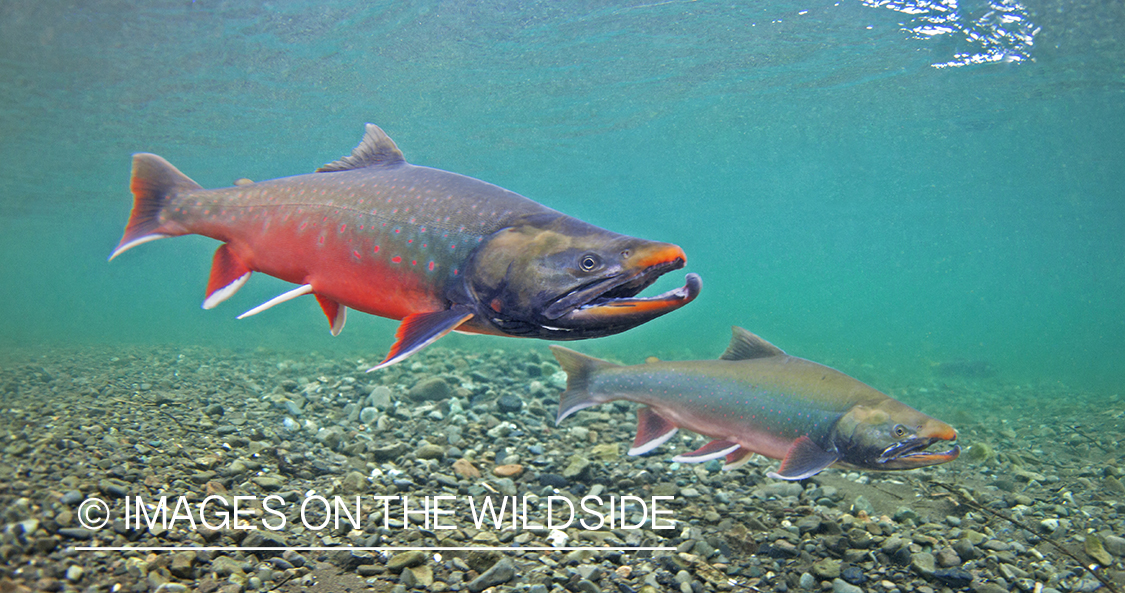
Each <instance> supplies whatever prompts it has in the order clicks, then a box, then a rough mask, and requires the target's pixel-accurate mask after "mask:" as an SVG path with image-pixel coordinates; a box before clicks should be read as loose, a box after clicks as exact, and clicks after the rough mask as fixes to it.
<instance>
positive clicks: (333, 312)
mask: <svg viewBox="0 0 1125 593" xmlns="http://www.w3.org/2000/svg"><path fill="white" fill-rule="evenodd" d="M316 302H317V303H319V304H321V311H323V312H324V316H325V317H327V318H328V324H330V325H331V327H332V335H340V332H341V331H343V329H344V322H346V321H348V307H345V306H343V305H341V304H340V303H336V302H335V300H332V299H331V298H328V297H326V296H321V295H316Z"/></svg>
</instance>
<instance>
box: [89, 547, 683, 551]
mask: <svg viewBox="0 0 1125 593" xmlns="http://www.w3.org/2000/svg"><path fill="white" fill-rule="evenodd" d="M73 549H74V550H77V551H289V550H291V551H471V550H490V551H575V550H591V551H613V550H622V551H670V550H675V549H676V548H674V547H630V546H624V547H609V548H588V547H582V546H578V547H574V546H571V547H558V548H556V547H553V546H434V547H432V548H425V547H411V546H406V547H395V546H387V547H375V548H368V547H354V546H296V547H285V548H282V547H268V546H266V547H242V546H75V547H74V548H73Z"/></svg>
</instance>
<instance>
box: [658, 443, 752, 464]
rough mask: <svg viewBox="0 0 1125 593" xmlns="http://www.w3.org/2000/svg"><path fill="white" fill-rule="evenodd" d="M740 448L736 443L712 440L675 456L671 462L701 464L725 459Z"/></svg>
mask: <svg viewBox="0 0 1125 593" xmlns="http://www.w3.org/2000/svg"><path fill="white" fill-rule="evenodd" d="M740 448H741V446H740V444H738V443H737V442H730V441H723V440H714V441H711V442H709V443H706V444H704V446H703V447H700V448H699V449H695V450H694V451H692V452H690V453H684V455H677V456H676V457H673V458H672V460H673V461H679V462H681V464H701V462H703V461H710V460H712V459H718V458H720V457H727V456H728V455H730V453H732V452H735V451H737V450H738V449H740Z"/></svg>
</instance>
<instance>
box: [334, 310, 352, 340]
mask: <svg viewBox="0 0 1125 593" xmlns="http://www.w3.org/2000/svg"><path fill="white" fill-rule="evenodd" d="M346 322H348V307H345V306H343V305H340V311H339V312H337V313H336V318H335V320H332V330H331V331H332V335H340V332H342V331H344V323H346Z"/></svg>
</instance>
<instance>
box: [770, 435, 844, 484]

--- ACTIVITY ---
Scan the lines above for "box: [89, 547, 683, 551]" and for "box: [658, 443, 752, 464]". Repeat exactly the line holding each of them and every line in between.

--- RESPONSE TO THE EXERCISE ---
box: [89, 547, 683, 551]
mask: <svg viewBox="0 0 1125 593" xmlns="http://www.w3.org/2000/svg"><path fill="white" fill-rule="evenodd" d="M73 549H74V550H77V551H289V550H291V551H471V550H490V551H575V550H591V551H613V550H622V551H670V550H675V549H676V548H674V547H630V546H624V547H609V548H588V547H582V546H578V547H574V546H571V547H558V548H556V547H553V546H434V547H432V548H425V547H411V546H406V547H395V546H387V547H375V548H368V547H354V546H296V547H285V548H282V547H268V546H266V547H242V546H75V547H74V548H73Z"/></svg>
</instance>
<instance>
box: [658, 443, 752, 464]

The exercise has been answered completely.